Текст для чтения »
--- --- ---

«Скоро привезу вам дюжину полотен с видами Живерни и Этрета…»
Завершала это послание довольно-таки дерзкая приписка:
«К концу года рассчитываю получить от вас две тысячи франков, которые мне необходимы, так как я планирую расширить мастерскую…»
Ремонтные работы, направленные не столько на то, чтобы увеличить площадь помещения, но главным образом на то, чтобы сделать его более удобным и светлым, в частности за счет большого застекленного окна, прорубленного в северо-западной стене, закончились 17 января.
«Мастерская готова к работе, — пишет Моне Дюран-Рюэлю. — Срочно нужны деньги для уплаты рабочим».
В ответ — молчание.
21 января — новое письмо, исполненное тревоги:
«У меня крупные неприятности. Срочно нужно как минимум тысячу франков. Если вы в состоянии мне их предоставить, сообщите об этом немедленно, только не заставляйте меня ждать понапрасну. Если вы не имеете такой возможности, скажите об этом прямо, я найду их в другом месте»[78].
Попахивает шантажом, не так ли?
Торговец, отнюдь не глупый человек, понял намек. «В другом месте» — так сказал Моне. Уж не у Пети ли? Дюран-Рюэль быстро проанализировал ситуацию. Если его протеже задолжает конкуренту с улицы Сез, тот его от себя уже не отпустит! И он оплачивает все счета — и каменщика, и плотника, и стекольщика.
В феврале Моне снова уезжает в Этрета, где его ждет дорогой его сердцу холодный свет последних зимних дней. Впрочем, на сей раз его гонит в дорогу не столько желание работать, сколько совсем другие соображения. Просто жизнь в Живерни сделалась невыносимой. Виновница этого — Марта Ошеде, которая теперь превратилась в молодую двадцатидвухлетнюю и глубоко несчастную женщину. Марта так и не смогла смириться с разрывом родителей. С человеком, которого ее братья и сестры охотно называли «папой Моне», она не нашла общего языка. Но более всего ее ранили слухи и сплетни, циркулировавшие по деревне. Действительно, обитатели Живерни с удовольствием перемывали косточки «чудной семейке». Не исключено также, что Марту постигло собственное любовное разочарование, которое она тяжело переживала. Может быть, она мечтала выйти замуж? Но кто же возьмет в жены девушку, чья мать сожительствует с художником? По всей вероятности, похожие невеселые мысли бродили и в голове восемнадцатилетней Сюзанны. Одна только Бланш — ей исполнился 21 год — не ощущала никаких неудобств из-за двусмысленного положения семьи. Во-первых, она искренне восхищалась талантом Клода, сама любила живопись и писать, а во-вторых, успела подружиться с Жаном, который был младше ее на два года.

--- --- ---

Задание A »
Верните все строки, в которых встречается слово «Labeling», с учетом регистра.
Задание B »
Допишите следующую часть отрывка о Клоде Моне, начав сразу после его последнего предложения.

--- --- ---

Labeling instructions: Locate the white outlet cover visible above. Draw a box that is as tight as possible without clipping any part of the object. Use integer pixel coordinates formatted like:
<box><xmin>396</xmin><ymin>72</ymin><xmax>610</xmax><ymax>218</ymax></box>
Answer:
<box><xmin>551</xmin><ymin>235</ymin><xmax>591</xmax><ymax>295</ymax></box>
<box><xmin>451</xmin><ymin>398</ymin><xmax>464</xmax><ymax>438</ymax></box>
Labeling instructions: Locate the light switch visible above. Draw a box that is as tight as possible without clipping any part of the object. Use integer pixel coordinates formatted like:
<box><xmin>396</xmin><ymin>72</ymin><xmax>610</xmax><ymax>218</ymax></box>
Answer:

--- --- ---

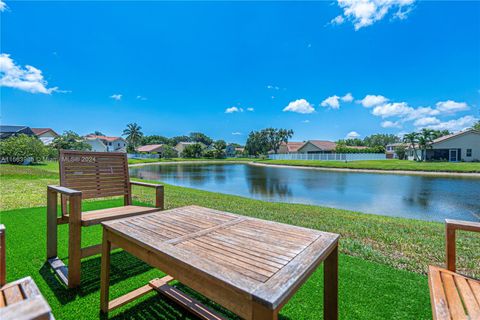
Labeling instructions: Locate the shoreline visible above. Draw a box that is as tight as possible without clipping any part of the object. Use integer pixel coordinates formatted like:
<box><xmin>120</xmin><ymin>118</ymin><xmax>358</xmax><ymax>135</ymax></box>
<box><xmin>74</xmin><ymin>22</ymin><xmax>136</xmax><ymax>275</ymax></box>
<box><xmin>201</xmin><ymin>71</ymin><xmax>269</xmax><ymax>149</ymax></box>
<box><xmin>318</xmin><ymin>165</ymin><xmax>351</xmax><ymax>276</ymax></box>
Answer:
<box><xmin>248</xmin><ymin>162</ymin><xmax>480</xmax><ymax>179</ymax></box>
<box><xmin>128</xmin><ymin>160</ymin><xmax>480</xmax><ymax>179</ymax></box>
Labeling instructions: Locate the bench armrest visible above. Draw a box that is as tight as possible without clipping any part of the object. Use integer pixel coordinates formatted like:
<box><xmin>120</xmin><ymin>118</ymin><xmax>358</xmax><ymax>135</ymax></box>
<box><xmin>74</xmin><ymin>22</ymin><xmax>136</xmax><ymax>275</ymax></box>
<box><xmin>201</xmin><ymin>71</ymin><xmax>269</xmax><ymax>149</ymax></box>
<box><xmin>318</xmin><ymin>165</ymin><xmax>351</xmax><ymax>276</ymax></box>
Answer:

--- --- ---

Правильный ответ A »
Labeling instructions: Locate the white outlet cover visible above. Draw a box that is as tight as possible without clipping any part of the object. Use integer pixel coordinates formatted like:
Labeling instructions: Locate the light switch visible above. Draw a box that is as tight as possible without clipping any part of the object. Use integer pixel coordinates formatted like:
Labeling instructions: Locate the shoreline visible above. Draw a box that is as tight as possible without clipping any part of the object. Use integer pixel coordinates formatted like:
Labeling instructions: Locate the bench armrest visible above. Draw a box that is as tight as possible without clipping any part of the object. Use integer pixel coordinates formatted like:

Правильный ответ B »
Зато Эрнест быстро осознал, что нашел в лице Марты своего человека во вражьем стане, и всячески поощрял дочь культивировать в матери чувство вины. И в начале февраля 1886 года измученная, задерганная, уставшая от всей этой неразберихи Алиса сдалась. Нам нетрудно вообразить себе семейную сцену, которую она закатила Клоду. Должно быть, она кричала, что больше так не может, что ей стыдно причинять горе собственным детям, что у нее больше нет сил терпеть косые взгляды соседей… В общем, ей очень жаль, но…
Моне в ответ громко хлопнул дверью. И уехал в Этрета, надеясь, что любимые скалы вернут ему умиротворение.
Он просчитался.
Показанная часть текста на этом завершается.